** Fragmento del documento **
A finales de julio mi esposa se presentó a la clínica Jiménez Núñez con el objetivo de solicitar que se le aplicara la prueba de diagnóstico para COVID-19. Inútiles fueron sus explicaciones de que nuestra hija, al igual que un amigo muy cercano de la familia, habían sido diagnosticados con esa enfermedad, que ella tenía contacto diario constante con nuestra hija para poder atenderla en su cuarentena, e incluso que los primeros síntomas los habían presentado nuestra hija y el amigo de la familia tres días después de haber arribado ella de un viaje al extranjero, por lo que temía ser el vector o portadora del virus que habría ocasionado que ambos hubiesen contraído la enfermedad. También preocupaba a mi esposa que dadas sus funciones en el condominio donde vivimos, pudiese ser medio de transmisión del virus a otros vecinos.
Por toda respuesta lo que obtuvo de quien la atendió fue que, dado que no presentaba síntomas, no calificaba para la prueba, por lo que tuvo que volver a la casa con la incertidumbre inicial y sin siquiera una orden de restricción por conexividad.

** Tarea **
Según el fragmento del documento, ¿por qué le dijeron a la esposa que no calificaba para la prueba de COVID-19? Por favor, tenga en cuenta que el material no guarda relación con el texto anterior.

** Registros de datos **
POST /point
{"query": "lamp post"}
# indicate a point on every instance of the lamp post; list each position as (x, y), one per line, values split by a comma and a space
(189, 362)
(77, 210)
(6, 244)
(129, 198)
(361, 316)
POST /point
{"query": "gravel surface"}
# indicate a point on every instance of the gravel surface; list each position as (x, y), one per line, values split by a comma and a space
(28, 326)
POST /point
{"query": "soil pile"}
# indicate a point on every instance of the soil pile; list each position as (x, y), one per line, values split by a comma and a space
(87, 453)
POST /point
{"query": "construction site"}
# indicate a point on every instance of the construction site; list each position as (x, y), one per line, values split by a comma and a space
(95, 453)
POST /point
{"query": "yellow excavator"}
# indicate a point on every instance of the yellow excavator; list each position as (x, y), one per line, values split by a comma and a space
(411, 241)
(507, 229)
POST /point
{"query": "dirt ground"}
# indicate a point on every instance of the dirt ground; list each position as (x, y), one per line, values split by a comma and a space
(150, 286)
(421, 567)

** Solución **
Porque no presentaba síntomas.